Do this: Tally the lines in the entries that follow containing the string "report", matching case exactly, and give only the number.

Data supplied:
+---+

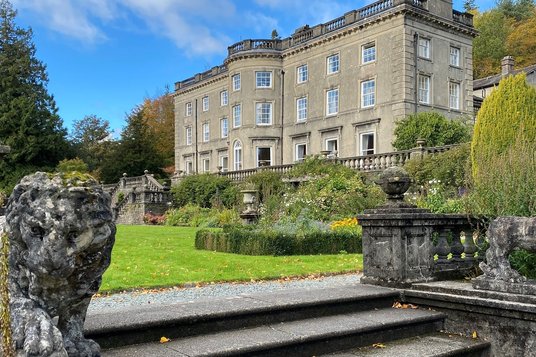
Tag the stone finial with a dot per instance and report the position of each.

+---+

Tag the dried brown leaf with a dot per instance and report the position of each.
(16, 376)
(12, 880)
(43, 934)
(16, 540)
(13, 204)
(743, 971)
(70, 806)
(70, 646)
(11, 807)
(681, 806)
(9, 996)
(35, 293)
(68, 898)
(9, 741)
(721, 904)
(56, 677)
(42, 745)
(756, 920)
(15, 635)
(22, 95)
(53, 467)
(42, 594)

+---+

Task output: 2